• WHAT TO WORK ON:
Extract the part of the campus computer lab review starting with "Qualitative Analysis of" and going on through "enrollment has declined.", word for word.

--- EXTRACT PROVIDED ---

Part of the mission for TLC and HKATC is to provide an open access computer lab for students. For the Manono Campus, HKATC is the only open lab available to students. Upper campus students have access to computers in Mookini Library and other labs in addition to TLC.

The Overall health call for Computer Lab usage is cautionary based on the following data.

DEMAND for Computer Lab use:

Strengths

Demand is healthy.

EFFICIENCY for Computer Lab use:

Weaknesses

Efficiency is unhealthy

EFFECTIVENESS for Computer Lab Use

Strengths

Effectiveness is healthy.

Qualitative Analysis of TLC and HKATC

Hale Kea Advancement and Testing Center (HKATC) has shown a steady increase in providing testing services specifically to Distance Education (DE) students and more generally (i.e., not just DE) to students using the Center even though the enrollment has declined.

Continued increase and overwhelming demand for testing services may result in compromising HKATC's resources, services, and facilities, as well as the health and well-being of the professional staff. Two professional staff must work overtime and come in even when sick to administer testing services.  This is especially true at peak times during the semester (mid-term, finals, etc.). Because there are special testing protocols to follow, the responsibility lies heavily on these two staff members.  They must also carefully manage the scheduling for testing request since only 20 computers are available for this use.  Staff members report high levels of stress and burn out.

HKATC, even with two professional staff members and student workers (including two tutors that do the work of the clerks when not tutoring) has attempted to meet the increased demand for its use a Computer Lab for the Manono Campus. However this substantial increase in computer usage has caused overcrowding, accelerated aging of computer equipment, escalating printing costs, increased noise level, problems with management of the adjacent electronic classroom, and more students needing technological assistance from staff.

Assessment

For tutoring, Unit Outcome #1 was assessed at the end of Fall 2012.

 For testing, Unit Outcome #4 was assessed at the end of Fall 2012. 100 surveys were collected.

--- ENTRIES PROVIDED ---

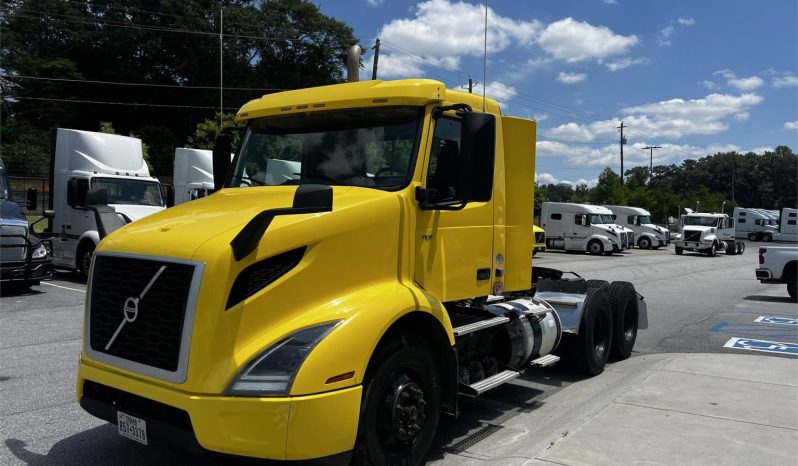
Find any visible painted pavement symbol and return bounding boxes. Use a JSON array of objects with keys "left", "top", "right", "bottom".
[
  {"left": 754, "top": 316, "right": 798, "bottom": 325},
  {"left": 723, "top": 337, "right": 798, "bottom": 356}
]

---

• OUTPUT:
Qualitative Analysis of TLC and HKATC

Hale Kea Advancement and Testing Center (HKATC) has shown a steady increase in providing testing services specifically to Distance Education (DE) students and more generally (i.e., not just DE) to students using the Center even though the enrollment has declined.